Task to complete
Copy every line of the records between the line holding "Cam-trap alert: motion was detected. Identify river thames" and the line holding "31, 482, 400, 525", inclusive, shifting each bounding-box coordinate by adding 130 to it. Give only those lines.
BEGIN Data for this task
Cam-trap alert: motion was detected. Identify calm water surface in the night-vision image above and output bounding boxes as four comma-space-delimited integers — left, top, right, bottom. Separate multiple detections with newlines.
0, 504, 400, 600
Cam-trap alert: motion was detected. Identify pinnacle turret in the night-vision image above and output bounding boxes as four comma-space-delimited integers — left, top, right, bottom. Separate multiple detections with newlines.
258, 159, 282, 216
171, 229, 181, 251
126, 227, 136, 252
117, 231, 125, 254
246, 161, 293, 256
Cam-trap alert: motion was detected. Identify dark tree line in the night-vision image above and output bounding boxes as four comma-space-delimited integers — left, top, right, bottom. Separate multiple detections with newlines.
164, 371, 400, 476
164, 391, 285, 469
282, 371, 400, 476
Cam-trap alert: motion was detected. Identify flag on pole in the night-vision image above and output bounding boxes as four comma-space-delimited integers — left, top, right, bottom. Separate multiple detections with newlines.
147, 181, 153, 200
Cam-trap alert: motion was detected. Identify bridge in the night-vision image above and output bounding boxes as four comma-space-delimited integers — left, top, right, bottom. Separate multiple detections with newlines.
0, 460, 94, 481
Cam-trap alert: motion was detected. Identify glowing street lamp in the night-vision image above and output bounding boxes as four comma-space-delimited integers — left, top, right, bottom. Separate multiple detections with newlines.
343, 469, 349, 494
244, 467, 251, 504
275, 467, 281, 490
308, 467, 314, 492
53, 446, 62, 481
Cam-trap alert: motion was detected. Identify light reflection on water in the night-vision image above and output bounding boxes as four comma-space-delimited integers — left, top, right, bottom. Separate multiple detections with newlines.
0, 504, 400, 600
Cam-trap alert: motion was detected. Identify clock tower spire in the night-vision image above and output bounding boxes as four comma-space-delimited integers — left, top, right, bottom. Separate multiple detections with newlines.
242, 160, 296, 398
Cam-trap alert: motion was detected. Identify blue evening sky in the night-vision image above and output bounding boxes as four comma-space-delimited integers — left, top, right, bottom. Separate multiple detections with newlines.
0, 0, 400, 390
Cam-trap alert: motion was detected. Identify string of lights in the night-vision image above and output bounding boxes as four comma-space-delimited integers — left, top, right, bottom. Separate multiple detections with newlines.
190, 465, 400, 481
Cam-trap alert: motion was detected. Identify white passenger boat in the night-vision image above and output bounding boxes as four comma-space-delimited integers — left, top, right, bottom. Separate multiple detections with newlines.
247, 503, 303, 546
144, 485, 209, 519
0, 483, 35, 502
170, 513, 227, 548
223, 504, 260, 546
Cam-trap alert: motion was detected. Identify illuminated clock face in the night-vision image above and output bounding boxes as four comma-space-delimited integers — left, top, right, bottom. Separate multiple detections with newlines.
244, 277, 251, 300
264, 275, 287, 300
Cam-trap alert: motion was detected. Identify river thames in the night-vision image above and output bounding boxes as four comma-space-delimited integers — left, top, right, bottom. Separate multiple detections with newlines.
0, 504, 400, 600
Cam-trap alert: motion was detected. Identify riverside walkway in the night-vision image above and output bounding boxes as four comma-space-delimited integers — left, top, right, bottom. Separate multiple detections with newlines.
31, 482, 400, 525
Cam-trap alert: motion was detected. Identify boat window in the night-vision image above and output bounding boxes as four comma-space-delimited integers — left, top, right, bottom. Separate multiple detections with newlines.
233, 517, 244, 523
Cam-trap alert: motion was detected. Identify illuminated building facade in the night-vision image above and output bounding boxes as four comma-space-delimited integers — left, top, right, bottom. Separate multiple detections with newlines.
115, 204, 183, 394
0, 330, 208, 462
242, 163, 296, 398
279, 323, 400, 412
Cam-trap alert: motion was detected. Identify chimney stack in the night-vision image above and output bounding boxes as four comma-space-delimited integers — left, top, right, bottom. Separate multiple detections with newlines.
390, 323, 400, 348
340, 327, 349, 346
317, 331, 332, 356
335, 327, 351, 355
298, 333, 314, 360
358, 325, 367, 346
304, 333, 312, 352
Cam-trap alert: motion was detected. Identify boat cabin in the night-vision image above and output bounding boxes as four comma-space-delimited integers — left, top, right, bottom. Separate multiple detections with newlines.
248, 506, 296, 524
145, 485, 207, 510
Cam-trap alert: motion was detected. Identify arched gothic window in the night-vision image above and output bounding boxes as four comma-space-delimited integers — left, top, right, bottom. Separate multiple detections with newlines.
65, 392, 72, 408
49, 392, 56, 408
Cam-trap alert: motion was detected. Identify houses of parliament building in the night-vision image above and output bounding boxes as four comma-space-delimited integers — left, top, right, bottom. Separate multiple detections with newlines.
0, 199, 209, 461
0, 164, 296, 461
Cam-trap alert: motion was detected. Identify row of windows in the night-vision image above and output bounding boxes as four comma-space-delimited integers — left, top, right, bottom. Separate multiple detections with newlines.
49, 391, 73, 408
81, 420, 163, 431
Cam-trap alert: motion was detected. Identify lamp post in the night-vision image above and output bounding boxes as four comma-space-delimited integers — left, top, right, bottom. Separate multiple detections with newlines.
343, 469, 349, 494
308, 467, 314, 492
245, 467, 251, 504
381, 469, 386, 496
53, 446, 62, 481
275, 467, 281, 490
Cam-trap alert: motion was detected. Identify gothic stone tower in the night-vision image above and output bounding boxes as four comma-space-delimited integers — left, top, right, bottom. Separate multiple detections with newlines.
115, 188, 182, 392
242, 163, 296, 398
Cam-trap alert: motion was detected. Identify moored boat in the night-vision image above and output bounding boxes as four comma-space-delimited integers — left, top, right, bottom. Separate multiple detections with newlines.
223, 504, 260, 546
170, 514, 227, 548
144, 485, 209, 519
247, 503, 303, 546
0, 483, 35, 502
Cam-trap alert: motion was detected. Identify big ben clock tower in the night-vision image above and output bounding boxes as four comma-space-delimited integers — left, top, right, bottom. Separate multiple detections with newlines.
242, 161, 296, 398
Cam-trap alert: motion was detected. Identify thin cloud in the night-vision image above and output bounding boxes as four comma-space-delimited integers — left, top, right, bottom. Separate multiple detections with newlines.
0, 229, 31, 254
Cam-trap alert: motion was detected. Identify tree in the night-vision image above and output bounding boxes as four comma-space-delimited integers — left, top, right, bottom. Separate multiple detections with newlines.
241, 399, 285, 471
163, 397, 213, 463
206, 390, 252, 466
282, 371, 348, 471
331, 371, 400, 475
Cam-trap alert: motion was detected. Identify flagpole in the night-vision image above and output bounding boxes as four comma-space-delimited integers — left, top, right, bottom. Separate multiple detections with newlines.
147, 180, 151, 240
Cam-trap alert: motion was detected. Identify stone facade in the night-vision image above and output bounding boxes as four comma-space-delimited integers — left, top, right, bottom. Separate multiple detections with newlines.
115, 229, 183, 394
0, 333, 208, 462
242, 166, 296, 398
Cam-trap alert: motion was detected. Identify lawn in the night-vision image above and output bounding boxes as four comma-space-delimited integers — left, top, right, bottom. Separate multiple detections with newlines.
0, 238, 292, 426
END Data for this task
Written reply
Cam-trap alert: motion was detected. Identify river thames in the night-vision image above and output bounding boxes as four comma-space-delimited integers — left, top, right, bottom. Separate multiple detections with newlines.
130, 634, 530, 730
Cam-trap alert: motion was detected. Identify riverside walkway in the night-vision image above and output bounding boxes as four comma-space-delimited integers — left, top, right, bottom. Separate multiple detections with newlines.
161, 612, 530, 655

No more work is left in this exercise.